> _EXTRACT TO READ_:

Tuesday 10 September 2013

A Tale of Two Recruiters

Whether you're trying to find a new job or you're a hiring manager trying to fill a position, at some point in your career you're going to have to deal with recruiters.  For both sides, recruitment is difficult, and professional recruiters should be there to help make it a lot easier.  When you really think about it, recruiters should be the heroes who getting you a job with your ideal company, or finding you just the right person to fill your vacancy. In reality though, it's usually a different story.

A while back I was chatting with a friend about recruitment and she told me a story of an email she received from a recruiter via LinkedIn for a completely unsuitable position.  She asked the sender if they'd even bothered to read her CV to which she got the reply that he has too many to read all of them.  Not only is it incredulous that a professional (and I use that term loosely) recruiter is essentially asking other people to do their job for them, but in this instance they obviously haven't done even the most basic of checks as that friend was Trisha Gee.  For those who don't know Trish, she's exceedingly well known in the Java community, presents at conferences worldwide, an organiser at Devoxx and a JavaOne Rock Star! so there's no excuse for this behaviour.

More recently I had another recruiter approach (through a personal channel no less) wanting to work with us and insisting they had talent they absolutely knew would be suitable for us.  The thing is, we're picky about the people we hire and look for very specific traits, and this company has no idea what they are.  When pushed about how they could find exactly the people we want, the response was just the typical agency line about how they've been in the industry for years, it's what they do, yadda.  Here's a little tip for any recruiter out there reading this - I've heard this before, everyone has heard this before, why don't you try telling me something I haven't heard before? How about telling me exactly how you'll match up the candidate to the role? How about telling me why they're the best person on the market*.

I think the worst of these I've ever seen was an unsolicited CV land in my inbox for "the best infrastructure guy in London".  The funny thing is, that CV belongs to a friend of mine, who had no idea his CV was being sent to me, didn't want his CV sent to me (he's Windows, we're *nix) and certainly was not working exclusively with that agency.  After I forwarded the email to him he wasn't working with that agency at all.  As someone looking for a job, do you want an agency flinging your CV around like this?

> _TASK TO COMPLETE_:
Answer these questions from the post about recruiters:
(a) Through which site did the friend receive the email about an unsuitable position?
(b) What reason did the sender of that email give for not reading her CV?
(c) How was the person described in the unsolicited CV that arrived in the writer's inbox?

> _ENTRIES_:
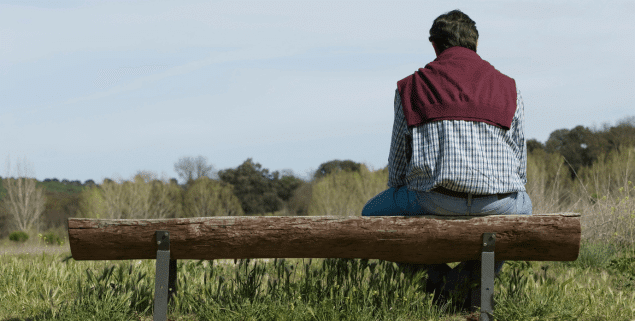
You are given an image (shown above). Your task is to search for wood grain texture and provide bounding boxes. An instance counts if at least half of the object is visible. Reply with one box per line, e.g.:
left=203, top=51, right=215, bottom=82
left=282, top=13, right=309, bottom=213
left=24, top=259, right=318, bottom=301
left=68, top=213, right=581, bottom=263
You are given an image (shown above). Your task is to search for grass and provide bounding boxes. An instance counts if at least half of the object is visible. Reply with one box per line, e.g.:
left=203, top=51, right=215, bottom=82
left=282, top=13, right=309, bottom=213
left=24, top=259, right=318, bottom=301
left=0, top=242, right=635, bottom=321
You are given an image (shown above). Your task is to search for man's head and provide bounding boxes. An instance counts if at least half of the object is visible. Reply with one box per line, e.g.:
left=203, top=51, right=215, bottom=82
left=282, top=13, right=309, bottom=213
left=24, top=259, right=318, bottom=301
left=428, top=10, right=478, bottom=55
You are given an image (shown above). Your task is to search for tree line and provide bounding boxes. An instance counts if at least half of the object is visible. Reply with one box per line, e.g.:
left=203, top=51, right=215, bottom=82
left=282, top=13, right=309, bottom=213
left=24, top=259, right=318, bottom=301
left=0, top=117, right=635, bottom=234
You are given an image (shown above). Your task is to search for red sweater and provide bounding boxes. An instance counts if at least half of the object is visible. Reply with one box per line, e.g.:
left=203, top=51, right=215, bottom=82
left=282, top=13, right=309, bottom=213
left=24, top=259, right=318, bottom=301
left=397, top=47, right=516, bottom=130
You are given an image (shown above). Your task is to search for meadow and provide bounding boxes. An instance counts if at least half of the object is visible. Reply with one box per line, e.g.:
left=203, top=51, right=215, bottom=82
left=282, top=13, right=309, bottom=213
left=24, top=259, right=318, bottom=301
left=0, top=147, right=635, bottom=321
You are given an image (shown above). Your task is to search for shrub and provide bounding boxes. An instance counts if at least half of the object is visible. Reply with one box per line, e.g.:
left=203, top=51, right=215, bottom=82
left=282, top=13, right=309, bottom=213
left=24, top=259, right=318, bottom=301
left=38, top=232, right=64, bottom=245
left=9, top=231, right=29, bottom=243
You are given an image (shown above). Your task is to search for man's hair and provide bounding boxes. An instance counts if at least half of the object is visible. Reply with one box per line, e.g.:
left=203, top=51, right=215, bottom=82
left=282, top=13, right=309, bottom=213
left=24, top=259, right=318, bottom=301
left=428, top=10, right=478, bottom=52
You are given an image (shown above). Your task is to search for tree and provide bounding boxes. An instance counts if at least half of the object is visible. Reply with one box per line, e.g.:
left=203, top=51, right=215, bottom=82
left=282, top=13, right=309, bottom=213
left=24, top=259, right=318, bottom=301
left=545, top=126, right=601, bottom=178
left=313, top=159, right=362, bottom=179
left=527, top=138, right=545, bottom=153
left=218, top=158, right=283, bottom=214
left=183, top=176, right=243, bottom=217
left=2, top=158, right=46, bottom=231
left=80, top=171, right=182, bottom=219
left=174, top=156, right=213, bottom=184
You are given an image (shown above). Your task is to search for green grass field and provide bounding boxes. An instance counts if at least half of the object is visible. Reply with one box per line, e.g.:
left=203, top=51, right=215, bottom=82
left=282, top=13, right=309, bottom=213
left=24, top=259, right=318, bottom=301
left=0, top=236, right=635, bottom=321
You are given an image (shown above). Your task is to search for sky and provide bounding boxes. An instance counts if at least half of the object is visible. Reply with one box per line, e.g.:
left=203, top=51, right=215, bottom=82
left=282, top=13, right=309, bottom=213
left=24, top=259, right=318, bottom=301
left=0, top=0, right=635, bottom=183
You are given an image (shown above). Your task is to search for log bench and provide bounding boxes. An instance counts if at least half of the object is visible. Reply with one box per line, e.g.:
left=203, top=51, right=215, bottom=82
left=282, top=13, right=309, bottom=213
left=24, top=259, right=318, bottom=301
left=68, top=213, right=581, bottom=320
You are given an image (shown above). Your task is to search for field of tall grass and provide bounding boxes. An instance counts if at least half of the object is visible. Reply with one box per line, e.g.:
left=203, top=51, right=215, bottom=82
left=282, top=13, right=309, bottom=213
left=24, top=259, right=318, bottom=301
left=0, top=149, right=635, bottom=321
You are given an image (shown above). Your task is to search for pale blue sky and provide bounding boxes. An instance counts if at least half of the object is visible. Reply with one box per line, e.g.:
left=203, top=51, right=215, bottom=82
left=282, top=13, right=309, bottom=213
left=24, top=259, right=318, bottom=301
left=0, top=0, right=635, bottom=183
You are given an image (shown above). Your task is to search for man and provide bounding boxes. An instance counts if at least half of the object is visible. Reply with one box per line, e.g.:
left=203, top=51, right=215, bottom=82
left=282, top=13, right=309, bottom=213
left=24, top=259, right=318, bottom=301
left=362, top=10, right=532, bottom=309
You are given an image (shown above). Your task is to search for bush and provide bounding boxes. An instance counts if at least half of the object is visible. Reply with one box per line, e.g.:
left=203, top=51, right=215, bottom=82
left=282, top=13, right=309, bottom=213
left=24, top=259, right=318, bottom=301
left=38, top=232, right=64, bottom=245
left=9, top=231, right=29, bottom=243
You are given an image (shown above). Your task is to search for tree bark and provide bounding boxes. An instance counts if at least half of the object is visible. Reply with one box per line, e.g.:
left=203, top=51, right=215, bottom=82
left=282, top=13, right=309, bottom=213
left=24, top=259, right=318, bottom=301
left=68, top=213, right=581, bottom=263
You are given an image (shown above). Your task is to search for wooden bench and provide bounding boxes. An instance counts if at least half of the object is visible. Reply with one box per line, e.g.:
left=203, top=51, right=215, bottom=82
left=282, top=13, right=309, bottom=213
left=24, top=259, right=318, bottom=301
left=68, top=213, right=581, bottom=320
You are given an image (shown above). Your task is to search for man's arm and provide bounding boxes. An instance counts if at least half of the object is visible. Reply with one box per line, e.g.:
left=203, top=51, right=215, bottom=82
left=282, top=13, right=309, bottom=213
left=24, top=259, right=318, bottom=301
left=511, top=90, right=527, bottom=185
left=388, top=90, right=412, bottom=187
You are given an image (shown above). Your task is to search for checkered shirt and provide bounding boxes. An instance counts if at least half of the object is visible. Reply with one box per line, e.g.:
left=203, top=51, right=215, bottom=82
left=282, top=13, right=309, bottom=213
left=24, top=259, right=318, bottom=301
left=388, top=87, right=527, bottom=195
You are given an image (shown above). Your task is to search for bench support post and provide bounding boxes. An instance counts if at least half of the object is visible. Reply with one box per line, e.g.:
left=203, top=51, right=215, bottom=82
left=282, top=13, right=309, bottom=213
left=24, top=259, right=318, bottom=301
left=482, top=233, right=496, bottom=321
left=153, top=231, right=176, bottom=321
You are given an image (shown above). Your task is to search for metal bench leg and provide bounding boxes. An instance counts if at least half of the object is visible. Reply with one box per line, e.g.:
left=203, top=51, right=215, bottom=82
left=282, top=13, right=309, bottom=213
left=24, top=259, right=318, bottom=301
left=480, top=233, right=496, bottom=321
left=154, top=231, right=171, bottom=321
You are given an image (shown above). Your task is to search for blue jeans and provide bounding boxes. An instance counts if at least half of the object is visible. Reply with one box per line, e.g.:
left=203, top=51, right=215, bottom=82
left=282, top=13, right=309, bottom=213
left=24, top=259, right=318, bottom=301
left=362, top=186, right=532, bottom=304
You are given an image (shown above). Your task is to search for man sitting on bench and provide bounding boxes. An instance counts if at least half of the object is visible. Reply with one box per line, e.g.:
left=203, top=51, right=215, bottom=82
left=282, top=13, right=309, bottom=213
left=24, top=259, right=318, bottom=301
left=362, top=10, right=532, bottom=310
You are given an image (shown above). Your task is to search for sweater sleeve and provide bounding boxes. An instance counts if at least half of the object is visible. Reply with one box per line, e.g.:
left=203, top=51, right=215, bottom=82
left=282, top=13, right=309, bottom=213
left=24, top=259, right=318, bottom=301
left=388, top=90, right=412, bottom=187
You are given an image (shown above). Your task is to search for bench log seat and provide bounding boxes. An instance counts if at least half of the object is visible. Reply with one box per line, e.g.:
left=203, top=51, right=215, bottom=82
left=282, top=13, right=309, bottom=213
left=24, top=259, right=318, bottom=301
left=68, top=213, right=581, bottom=320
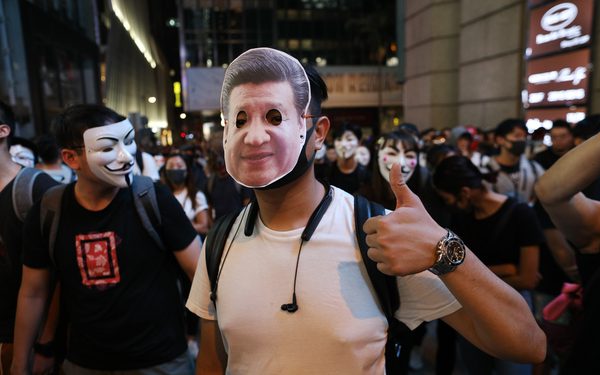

> _CORRECT RESPONSE_:
(a) The email came via LinkedIn.
(b) He said he has too many CVs to read all of them.
(c) The person was described as "the best infrastructure guy in London".